Exercise details: Your answer should consist only of the lines from the line containing "If you could tag the autumn foliage" through the last line below, each repeated exactly.

Task data:
======
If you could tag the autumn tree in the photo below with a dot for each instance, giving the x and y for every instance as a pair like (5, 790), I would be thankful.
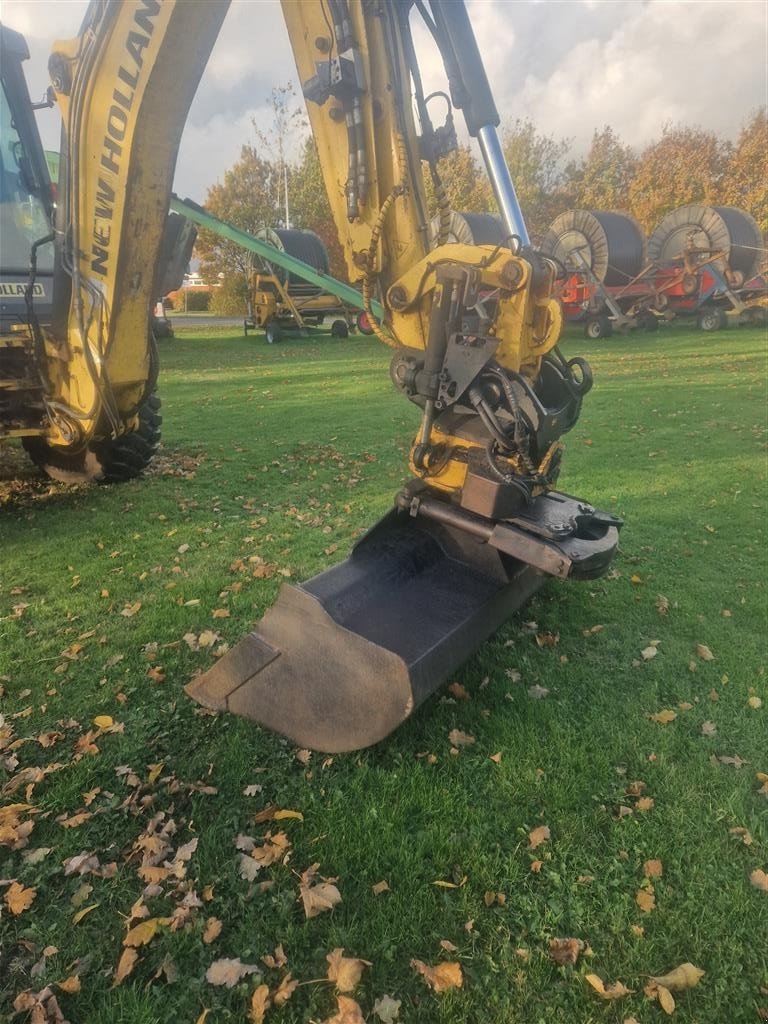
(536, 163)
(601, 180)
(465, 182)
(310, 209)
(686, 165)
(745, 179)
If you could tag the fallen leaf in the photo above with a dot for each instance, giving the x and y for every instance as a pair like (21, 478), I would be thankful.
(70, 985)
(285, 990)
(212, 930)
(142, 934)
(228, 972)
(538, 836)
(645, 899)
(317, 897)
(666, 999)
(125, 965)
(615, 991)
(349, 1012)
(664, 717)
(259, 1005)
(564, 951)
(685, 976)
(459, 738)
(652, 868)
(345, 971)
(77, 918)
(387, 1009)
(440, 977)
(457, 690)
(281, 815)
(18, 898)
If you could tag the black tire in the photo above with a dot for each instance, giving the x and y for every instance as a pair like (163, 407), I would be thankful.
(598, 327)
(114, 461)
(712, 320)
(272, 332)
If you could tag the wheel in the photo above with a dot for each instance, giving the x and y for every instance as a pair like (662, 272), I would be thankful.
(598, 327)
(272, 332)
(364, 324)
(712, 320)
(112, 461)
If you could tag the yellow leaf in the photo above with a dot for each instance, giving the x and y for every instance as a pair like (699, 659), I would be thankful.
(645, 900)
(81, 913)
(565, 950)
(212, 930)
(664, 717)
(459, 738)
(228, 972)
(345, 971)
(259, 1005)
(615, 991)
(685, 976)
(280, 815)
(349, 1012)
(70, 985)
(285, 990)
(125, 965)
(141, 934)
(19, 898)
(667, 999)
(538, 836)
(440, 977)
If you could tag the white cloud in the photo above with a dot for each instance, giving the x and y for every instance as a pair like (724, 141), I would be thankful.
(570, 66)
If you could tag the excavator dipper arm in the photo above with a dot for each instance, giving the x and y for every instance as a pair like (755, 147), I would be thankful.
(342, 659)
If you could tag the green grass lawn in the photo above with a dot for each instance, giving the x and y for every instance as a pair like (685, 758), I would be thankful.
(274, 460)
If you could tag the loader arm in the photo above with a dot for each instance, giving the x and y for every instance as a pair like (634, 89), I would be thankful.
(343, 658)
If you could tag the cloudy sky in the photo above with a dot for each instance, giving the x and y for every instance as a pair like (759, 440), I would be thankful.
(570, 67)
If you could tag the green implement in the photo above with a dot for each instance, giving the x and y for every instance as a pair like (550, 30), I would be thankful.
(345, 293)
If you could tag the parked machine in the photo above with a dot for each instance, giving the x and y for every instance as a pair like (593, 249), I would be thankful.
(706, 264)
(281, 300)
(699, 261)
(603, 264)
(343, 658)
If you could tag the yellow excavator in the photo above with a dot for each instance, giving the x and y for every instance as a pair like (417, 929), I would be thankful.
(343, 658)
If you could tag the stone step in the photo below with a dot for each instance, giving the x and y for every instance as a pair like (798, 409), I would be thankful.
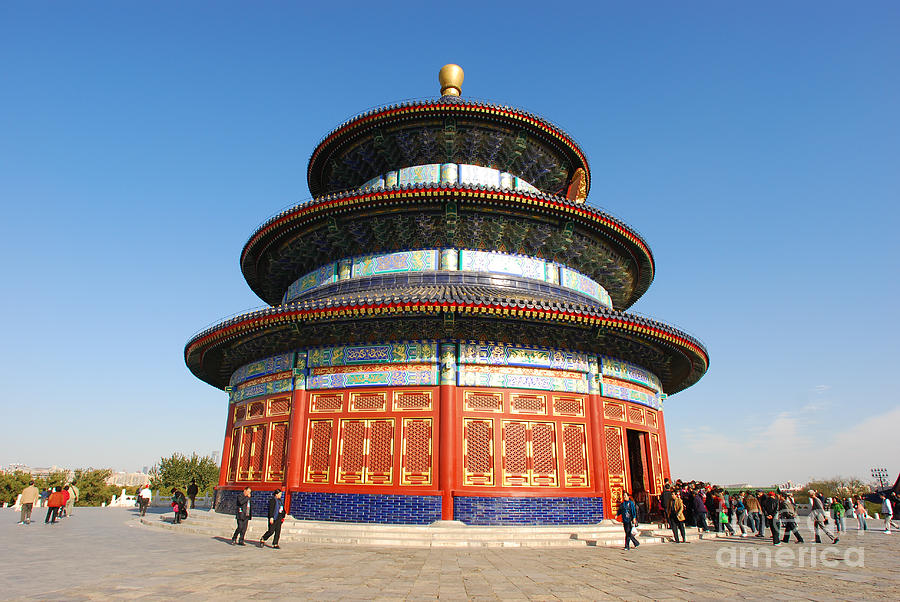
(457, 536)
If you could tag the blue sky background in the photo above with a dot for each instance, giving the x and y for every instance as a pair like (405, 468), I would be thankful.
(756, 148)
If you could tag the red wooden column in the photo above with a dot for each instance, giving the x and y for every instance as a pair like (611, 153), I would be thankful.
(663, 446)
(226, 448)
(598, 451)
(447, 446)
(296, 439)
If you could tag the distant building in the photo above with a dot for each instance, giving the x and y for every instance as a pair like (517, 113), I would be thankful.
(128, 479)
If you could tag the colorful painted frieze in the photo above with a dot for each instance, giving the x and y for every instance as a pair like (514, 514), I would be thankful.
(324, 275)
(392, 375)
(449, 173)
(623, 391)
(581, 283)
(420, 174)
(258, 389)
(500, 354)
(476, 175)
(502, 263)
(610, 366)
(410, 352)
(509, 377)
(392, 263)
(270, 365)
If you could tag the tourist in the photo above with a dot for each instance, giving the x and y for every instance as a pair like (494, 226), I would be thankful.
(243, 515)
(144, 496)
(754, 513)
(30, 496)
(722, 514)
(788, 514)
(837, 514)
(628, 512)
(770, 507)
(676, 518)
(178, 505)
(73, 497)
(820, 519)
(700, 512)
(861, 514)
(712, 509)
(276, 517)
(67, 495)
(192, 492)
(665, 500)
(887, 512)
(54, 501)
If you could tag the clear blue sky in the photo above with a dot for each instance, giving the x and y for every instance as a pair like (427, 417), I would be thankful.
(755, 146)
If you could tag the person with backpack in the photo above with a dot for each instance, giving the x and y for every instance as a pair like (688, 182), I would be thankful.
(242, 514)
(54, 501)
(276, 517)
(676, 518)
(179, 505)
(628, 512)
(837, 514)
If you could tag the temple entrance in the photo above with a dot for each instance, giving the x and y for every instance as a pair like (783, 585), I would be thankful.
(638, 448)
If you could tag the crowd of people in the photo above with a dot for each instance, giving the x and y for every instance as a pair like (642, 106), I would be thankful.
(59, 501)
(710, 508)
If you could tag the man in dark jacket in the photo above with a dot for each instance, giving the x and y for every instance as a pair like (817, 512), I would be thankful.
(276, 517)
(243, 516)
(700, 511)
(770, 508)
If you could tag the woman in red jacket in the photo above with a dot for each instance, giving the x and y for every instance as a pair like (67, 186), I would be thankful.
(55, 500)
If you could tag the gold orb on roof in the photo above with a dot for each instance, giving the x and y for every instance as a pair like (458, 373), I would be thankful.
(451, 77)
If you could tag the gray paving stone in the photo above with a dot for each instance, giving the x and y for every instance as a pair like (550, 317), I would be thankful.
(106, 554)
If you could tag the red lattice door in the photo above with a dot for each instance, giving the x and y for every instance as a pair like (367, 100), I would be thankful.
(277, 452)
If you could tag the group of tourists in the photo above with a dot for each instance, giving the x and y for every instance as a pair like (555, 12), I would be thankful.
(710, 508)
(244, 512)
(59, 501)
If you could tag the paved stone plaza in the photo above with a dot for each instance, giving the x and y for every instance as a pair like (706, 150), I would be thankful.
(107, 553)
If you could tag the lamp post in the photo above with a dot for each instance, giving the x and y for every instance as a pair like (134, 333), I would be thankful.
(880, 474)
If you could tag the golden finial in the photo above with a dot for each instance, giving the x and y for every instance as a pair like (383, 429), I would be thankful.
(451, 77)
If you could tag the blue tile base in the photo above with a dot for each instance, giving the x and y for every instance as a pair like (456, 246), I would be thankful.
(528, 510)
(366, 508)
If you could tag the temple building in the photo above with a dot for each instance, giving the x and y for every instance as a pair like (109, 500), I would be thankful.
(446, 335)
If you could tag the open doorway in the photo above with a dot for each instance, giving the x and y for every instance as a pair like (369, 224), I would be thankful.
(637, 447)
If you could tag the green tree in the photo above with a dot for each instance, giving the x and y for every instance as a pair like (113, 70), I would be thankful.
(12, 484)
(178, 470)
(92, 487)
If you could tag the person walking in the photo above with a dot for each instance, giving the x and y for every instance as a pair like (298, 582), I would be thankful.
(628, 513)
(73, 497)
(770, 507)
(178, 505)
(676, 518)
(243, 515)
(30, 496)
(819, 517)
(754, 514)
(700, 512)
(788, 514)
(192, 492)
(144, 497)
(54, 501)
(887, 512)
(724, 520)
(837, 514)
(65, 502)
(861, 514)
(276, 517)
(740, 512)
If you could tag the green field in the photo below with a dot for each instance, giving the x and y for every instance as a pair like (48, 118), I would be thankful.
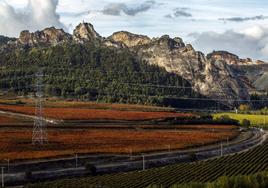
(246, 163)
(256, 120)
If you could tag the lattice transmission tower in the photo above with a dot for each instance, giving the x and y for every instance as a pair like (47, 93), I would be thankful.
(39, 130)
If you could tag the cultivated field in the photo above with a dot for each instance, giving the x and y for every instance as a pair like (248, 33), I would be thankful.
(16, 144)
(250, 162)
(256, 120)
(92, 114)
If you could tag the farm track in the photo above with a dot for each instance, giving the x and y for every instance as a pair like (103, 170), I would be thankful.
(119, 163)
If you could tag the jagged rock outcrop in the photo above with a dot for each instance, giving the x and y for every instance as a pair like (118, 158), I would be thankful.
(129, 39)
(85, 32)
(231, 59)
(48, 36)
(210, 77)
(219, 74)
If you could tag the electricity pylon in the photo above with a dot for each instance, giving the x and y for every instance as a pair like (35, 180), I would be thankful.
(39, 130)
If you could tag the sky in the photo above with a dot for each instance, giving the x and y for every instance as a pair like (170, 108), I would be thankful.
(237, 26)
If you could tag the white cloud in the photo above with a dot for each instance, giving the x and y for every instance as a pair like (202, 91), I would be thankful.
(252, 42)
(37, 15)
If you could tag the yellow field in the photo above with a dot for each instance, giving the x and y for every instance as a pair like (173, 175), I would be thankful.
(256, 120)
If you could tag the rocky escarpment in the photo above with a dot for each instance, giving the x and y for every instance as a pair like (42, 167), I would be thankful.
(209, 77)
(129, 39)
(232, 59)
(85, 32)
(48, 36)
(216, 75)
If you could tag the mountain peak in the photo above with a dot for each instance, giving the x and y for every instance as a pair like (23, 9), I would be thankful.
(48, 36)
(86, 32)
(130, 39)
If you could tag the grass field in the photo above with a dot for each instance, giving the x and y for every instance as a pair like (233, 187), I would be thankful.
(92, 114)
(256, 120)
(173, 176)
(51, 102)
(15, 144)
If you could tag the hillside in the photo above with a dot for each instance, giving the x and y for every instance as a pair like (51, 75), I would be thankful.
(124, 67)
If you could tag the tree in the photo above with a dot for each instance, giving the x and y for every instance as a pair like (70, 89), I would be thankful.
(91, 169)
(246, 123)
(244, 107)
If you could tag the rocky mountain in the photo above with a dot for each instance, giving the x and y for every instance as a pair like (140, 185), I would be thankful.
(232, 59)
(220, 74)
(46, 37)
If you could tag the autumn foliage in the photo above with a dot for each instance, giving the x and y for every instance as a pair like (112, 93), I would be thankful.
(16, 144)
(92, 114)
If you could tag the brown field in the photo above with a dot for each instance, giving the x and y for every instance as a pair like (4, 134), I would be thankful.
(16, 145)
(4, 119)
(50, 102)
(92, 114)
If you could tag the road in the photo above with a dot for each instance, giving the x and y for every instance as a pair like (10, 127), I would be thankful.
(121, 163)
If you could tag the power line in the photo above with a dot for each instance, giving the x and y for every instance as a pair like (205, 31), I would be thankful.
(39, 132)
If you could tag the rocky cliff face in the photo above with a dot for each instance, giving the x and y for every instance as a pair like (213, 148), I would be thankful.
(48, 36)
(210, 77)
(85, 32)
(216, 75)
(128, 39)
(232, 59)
======
Solved problem:
If you could tag the autumn foliage in the photo above with a dot for each instance, giving the x and y for every instance as a pair like (112, 93), I would be thankful.
(16, 144)
(92, 114)
If you could tag the brown field in the photo above with a dot for each instance, giving the x and y for every instance as a pair like (4, 134), I would be thankful.
(16, 145)
(4, 119)
(50, 102)
(92, 114)
If you could tag the road in the photo above with a dot for each instance, giving the x and y for every instance as a pair like (10, 127), I would be thankful.
(121, 163)
If you could tag the power line in the photo above with a dot for each instance, giving the x and y for every instance as a pair like (205, 31), I would be thankful.
(39, 132)
If you could tag the rocky cliff face in the photo above with a dot for each instance, giving the x and y for every instance as a pair like (213, 148), I would be thankful.
(48, 36)
(210, 77)
(85, 32)
(216, 75)
(128, 39)
(232, 59)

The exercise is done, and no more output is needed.